▶ **DO THIS**:
Reproduce verbatim every line from the one that includes "Note: for this drill, mark the paved" to the closing line of the entries; omit everything before it.

---+---

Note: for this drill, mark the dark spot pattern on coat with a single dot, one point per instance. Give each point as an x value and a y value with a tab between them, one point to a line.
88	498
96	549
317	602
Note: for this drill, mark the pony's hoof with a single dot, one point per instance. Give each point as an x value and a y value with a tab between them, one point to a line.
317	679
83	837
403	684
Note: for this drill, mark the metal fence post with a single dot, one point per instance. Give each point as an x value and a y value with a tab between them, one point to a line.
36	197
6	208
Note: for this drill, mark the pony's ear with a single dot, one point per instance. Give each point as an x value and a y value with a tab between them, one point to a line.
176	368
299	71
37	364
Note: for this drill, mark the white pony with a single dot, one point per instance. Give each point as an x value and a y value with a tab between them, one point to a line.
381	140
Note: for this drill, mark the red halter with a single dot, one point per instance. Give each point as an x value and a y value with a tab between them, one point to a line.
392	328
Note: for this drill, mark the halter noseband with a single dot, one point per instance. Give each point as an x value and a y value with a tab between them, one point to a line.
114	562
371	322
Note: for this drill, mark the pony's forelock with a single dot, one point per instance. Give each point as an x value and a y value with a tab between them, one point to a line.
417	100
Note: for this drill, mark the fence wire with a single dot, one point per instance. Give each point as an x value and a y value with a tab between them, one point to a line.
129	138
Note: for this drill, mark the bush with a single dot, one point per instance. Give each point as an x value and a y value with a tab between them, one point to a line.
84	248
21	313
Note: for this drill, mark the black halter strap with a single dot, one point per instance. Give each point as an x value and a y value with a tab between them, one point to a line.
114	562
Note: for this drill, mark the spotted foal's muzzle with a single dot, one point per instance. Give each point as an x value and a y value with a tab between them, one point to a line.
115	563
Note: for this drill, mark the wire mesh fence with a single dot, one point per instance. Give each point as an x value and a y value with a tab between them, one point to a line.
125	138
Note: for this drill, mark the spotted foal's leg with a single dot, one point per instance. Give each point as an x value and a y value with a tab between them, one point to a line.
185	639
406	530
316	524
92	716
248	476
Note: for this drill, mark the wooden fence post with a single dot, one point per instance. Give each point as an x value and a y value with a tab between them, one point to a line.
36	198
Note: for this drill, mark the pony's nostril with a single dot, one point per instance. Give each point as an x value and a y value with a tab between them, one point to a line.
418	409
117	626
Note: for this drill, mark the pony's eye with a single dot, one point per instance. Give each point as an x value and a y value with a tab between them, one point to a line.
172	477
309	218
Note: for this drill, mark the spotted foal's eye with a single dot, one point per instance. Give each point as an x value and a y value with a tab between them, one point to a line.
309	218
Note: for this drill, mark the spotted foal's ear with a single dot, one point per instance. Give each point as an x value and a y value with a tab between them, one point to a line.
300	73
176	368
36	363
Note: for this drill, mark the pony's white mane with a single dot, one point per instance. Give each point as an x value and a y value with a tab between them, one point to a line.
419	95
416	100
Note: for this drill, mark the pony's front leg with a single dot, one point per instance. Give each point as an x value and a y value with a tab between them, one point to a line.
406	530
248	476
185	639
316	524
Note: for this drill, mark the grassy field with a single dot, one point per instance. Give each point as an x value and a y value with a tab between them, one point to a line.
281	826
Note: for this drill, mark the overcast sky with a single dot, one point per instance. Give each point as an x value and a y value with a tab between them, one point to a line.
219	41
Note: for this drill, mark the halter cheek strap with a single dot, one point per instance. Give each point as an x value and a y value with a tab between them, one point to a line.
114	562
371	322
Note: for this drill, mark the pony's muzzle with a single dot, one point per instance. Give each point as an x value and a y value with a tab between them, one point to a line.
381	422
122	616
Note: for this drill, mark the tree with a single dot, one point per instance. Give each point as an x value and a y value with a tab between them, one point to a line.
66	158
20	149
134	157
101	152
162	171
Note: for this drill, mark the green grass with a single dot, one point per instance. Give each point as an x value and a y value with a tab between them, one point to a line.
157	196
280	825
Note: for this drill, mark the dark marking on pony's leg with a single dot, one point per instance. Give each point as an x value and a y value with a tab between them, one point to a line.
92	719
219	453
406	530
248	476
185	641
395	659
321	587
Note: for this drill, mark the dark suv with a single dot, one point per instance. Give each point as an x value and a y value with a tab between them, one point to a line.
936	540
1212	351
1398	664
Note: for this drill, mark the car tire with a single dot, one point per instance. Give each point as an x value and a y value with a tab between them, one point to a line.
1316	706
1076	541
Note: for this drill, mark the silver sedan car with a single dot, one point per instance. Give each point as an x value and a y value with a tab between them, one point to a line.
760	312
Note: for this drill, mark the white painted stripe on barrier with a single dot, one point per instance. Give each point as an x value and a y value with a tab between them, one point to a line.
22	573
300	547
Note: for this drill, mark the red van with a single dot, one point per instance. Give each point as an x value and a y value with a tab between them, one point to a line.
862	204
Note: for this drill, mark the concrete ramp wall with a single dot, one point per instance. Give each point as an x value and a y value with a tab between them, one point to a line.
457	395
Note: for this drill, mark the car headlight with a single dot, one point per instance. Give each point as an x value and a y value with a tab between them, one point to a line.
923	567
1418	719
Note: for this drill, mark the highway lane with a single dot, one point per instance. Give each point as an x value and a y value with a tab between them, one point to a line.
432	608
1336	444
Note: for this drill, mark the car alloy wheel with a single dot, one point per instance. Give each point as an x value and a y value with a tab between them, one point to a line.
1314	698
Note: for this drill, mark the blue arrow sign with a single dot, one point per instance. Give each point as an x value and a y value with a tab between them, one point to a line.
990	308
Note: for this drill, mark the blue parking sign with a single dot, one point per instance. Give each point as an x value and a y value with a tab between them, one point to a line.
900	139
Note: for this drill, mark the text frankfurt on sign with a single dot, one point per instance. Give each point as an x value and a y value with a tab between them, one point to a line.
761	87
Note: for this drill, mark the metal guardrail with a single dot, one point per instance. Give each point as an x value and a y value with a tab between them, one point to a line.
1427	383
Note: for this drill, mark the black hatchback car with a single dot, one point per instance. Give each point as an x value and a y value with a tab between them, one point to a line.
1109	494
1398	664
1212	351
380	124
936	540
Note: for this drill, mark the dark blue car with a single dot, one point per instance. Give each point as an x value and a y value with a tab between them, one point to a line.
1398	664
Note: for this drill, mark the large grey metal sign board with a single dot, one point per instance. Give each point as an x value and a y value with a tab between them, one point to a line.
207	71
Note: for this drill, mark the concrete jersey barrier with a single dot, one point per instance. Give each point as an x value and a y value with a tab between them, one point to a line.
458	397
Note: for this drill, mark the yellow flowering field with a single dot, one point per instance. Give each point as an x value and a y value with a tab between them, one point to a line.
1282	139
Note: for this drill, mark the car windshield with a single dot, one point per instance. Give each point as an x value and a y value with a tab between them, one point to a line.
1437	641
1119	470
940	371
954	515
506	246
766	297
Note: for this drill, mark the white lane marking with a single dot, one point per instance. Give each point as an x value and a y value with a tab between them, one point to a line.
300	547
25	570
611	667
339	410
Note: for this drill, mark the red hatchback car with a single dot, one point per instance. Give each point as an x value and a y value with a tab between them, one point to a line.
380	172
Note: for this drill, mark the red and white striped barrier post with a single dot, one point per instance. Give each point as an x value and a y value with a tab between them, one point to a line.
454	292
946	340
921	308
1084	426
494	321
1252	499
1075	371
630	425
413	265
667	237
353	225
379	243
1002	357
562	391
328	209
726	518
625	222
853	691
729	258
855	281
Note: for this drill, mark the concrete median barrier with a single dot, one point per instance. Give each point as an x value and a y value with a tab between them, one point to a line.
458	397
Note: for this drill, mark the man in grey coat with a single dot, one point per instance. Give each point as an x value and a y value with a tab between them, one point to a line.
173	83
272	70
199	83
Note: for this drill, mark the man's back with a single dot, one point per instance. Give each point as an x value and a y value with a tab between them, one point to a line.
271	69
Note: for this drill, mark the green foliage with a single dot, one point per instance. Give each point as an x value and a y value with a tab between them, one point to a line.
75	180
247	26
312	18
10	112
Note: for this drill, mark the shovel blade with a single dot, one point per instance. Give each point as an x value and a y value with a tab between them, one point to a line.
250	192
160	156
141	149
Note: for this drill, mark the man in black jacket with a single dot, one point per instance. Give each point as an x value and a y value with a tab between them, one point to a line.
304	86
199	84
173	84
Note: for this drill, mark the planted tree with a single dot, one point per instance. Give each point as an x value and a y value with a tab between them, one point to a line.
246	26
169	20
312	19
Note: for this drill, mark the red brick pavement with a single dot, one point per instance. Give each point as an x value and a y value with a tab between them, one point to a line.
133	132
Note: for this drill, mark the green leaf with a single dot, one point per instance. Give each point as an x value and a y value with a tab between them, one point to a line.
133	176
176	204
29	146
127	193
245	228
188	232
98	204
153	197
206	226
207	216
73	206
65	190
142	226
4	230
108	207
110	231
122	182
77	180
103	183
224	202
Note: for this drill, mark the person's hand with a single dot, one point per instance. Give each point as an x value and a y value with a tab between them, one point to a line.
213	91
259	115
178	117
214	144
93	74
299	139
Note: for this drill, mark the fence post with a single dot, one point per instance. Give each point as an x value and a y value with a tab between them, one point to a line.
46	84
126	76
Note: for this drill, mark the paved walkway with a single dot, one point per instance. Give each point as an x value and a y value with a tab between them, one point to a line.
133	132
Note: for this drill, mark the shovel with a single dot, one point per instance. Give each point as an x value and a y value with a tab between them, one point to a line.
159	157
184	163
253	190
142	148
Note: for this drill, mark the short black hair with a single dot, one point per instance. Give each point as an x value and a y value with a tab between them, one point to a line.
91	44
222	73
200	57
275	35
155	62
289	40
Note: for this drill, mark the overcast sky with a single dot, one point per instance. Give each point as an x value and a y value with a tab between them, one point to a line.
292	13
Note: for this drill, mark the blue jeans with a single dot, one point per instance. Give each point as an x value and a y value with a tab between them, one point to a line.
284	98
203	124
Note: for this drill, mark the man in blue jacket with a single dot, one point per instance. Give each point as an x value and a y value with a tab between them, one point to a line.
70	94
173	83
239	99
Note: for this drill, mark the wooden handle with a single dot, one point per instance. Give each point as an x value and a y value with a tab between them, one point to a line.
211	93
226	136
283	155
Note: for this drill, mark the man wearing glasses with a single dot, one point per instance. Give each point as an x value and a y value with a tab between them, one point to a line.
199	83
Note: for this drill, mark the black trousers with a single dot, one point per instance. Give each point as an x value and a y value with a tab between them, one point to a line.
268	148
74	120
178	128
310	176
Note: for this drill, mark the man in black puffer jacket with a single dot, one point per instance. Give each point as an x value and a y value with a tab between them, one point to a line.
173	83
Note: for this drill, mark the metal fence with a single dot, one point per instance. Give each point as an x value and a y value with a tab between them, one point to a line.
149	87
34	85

---+---

▶ **TASK SOLUTION**:
Note: for this drill, mark the paved walkway with a single dot, one point per instance. Give each point as an x value and a y value with a tab between them, one point to a line.
133	132
Note: for this drill, mark the shovel with a single dot, one point per instance. Give each point as an x value and a y value with a tab between them, one point to a line.
159	157
184	163
253	190
142	148
Note: for this drill, mark the short black hair with a single dot, one point per instance. Give each point as an x value and a y value with a tab between them, one point to a line.
91	44
222	73
200	57
275	35
155	62
289	40
Note: for this drill, mark the overcast sky with a single dot, one point per instance. Give each point as an x value and a y value with a tab between them, one point to a line.
292	13
Note: for this drill, mark the blue jeans with a single dot, one point per instance. Give each point as an x value and a y value with a tab between them, one point to a line.
284	98
203	124
Note: for this drill, mark the man in blue jacket with a single dot, one point per instance. Give each point as an x value and a y value with a tab between them, one point to a line.
70	94
173	83
239	99
Note: for this drill, mark the wooden handle with a single dot, one point per instance. Give each point as an x value and a y value with a tab between them, one point to a line.
211	93
226	136
283	155
Note: for this drill, mark the man wearing glasses with a single dot, one point per instance. Give each point as an x value and a y value with a tab between them, one point to a line.
199	83
Note: for this drill, mark the black trousers with a single dot, one point per instance. Give each point as an x value and a y value with a tab between them, one point to a line.
268	148
74	120
178	128
310	176
Note: for this drill, mark the man in black puffer jacket with a single dot, one point per instance. Give each point as an x value and a y value with a tab between them, one point to a line.
173	83
Note: for this drill, mark the metal fence with a single dot, one point per instance. Give each point as an x value and a y value with a tab between them, one point to a line.
149	87
34	85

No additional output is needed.